— Start —

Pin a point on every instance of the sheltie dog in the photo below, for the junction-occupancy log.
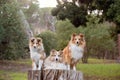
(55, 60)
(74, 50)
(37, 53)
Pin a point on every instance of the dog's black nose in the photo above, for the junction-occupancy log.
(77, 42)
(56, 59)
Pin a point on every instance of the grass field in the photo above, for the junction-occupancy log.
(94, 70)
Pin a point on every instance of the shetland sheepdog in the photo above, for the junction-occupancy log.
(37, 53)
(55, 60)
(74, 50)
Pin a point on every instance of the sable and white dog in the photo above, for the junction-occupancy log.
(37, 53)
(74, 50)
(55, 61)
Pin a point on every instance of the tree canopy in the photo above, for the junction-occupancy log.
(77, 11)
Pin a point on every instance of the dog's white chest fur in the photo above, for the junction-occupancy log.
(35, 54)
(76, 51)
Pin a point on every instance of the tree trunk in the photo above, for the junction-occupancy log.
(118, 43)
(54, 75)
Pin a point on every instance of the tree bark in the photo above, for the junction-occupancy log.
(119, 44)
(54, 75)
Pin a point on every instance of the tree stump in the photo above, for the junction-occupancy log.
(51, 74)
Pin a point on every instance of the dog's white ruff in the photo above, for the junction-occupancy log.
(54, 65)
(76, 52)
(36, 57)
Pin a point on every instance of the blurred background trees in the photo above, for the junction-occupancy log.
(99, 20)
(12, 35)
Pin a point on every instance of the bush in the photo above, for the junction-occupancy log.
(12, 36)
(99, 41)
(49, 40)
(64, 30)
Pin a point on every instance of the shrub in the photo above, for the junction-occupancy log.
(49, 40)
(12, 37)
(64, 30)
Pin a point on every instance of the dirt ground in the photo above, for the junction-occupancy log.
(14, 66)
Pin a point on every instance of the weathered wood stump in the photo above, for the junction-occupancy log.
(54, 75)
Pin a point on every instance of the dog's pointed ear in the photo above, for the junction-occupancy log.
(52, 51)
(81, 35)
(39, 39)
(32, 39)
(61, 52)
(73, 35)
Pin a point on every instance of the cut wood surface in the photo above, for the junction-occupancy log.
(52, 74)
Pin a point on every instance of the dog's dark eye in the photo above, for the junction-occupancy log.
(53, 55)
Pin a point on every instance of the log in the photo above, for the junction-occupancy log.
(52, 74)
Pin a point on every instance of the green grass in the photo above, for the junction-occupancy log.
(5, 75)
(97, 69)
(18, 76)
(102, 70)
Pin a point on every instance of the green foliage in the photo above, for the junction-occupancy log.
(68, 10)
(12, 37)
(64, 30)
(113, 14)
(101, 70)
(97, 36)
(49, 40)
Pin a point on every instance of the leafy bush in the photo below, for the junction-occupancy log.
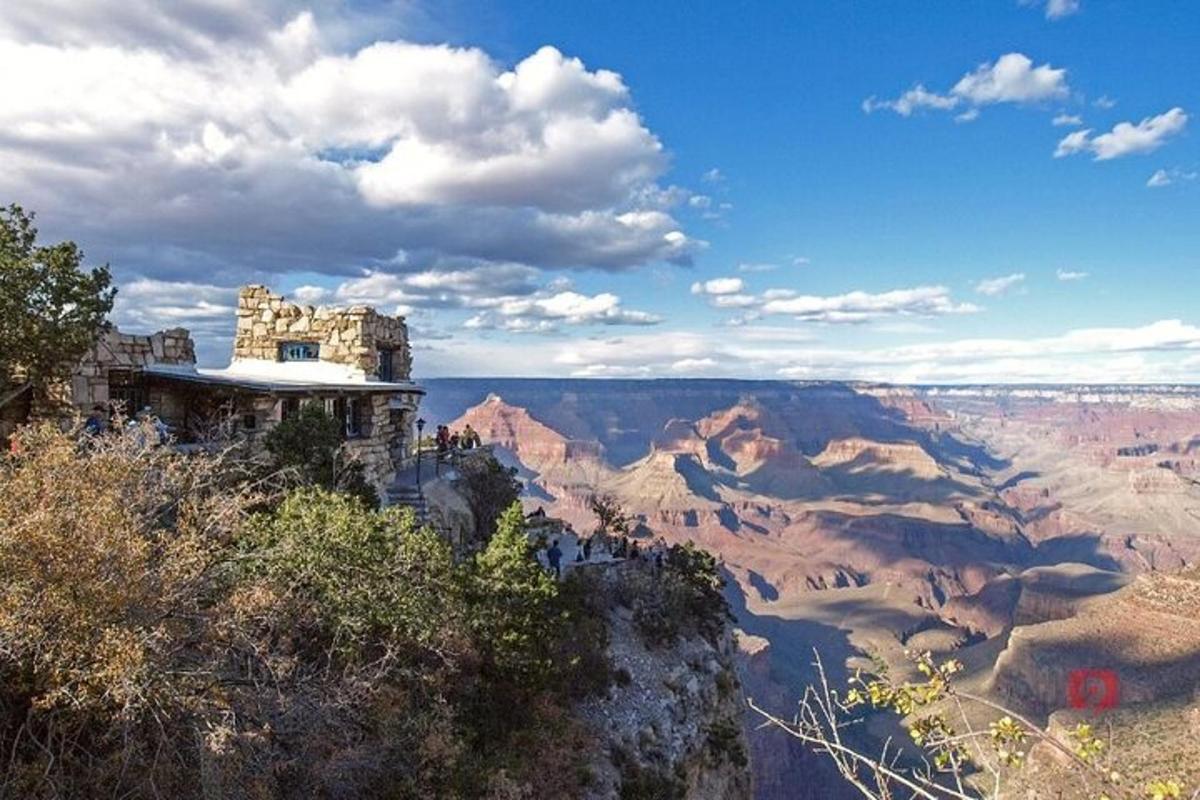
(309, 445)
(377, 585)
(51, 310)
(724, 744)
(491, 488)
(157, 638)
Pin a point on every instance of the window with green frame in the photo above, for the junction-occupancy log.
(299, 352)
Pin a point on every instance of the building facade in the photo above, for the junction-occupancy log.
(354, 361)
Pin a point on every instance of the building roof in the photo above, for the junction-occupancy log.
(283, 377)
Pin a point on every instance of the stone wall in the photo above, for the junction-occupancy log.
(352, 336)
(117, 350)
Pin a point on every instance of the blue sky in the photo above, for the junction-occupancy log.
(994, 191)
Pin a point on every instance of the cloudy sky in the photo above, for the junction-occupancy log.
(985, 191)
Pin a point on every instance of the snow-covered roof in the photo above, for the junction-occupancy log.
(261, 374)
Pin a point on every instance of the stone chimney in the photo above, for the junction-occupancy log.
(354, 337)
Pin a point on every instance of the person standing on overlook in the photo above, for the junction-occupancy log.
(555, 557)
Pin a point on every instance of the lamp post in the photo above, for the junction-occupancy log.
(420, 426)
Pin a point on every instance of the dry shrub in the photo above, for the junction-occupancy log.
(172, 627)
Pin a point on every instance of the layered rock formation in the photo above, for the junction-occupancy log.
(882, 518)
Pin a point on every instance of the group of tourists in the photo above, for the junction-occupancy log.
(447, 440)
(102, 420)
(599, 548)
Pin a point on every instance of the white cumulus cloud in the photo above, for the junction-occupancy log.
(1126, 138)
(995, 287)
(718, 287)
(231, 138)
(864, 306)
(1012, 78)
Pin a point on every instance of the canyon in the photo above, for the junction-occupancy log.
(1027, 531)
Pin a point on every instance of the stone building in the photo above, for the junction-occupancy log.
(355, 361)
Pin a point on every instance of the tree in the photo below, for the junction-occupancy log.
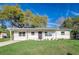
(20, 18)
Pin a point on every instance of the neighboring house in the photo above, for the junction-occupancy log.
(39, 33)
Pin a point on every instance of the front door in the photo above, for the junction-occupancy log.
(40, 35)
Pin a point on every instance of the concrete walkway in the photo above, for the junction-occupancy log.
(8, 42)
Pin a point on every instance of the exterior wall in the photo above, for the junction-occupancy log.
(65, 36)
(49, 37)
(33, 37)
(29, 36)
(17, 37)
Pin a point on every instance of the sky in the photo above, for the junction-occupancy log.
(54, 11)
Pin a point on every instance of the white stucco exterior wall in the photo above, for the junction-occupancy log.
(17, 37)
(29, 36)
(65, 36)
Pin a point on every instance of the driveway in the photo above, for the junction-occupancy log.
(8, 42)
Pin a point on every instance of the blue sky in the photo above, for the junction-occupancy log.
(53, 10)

— End —

- PROBLEM TO WORK ON -
Pictures stay out; retype only the lines from the line containing "Pin a point on every instance of the canyon" through the end of the listing, inclusive, exactly as they appear.

- RESPONSE TO THIS EXERCISE -
Pin a point on every instance of the canyon in the photo above, for the junction-occupancy log.
(1027, 531)
Pin a point on every instance of the stone building in the photo above, for the junction-occupancy log.
(355, 361)
Pin a point on every instance of the tree in the photo below, for the junction-occupancy log.
(20, 18)
Pin a point on every instance of the neighboring house in the photo above, for the junction-occupancy log.
(39, 33)
Pin a point on every instance of the front door in the photo above, for the junction-occupancy log.
(40, 35)
Pin a point on every instance of the concrete walkway in the photo above, for the junction-occupancy log.
(8, 42)
Pin a point on every instance of the exterior wall in the photo above, for the junction-occupancy log.
(65, 36)
(49, 37)
(33, 37)
(29, 36)
(17, 37)
Pin a point on every instance of the sky in the photo above, for the junction-occupancy log.
(54, 11)
Pin a point on every instance of the white stucco exterior wall in the photo above, for the junction-occupancy log.
(17, 37)
(29, 36)
(65, 36)
Pin a point on every instance of the driveway in the photo above, for the junction-occupancy log.
(8, 42)
Pin a point on every instance of the blue sky in the photo above, for the junction-occupancy log.
(53, 10)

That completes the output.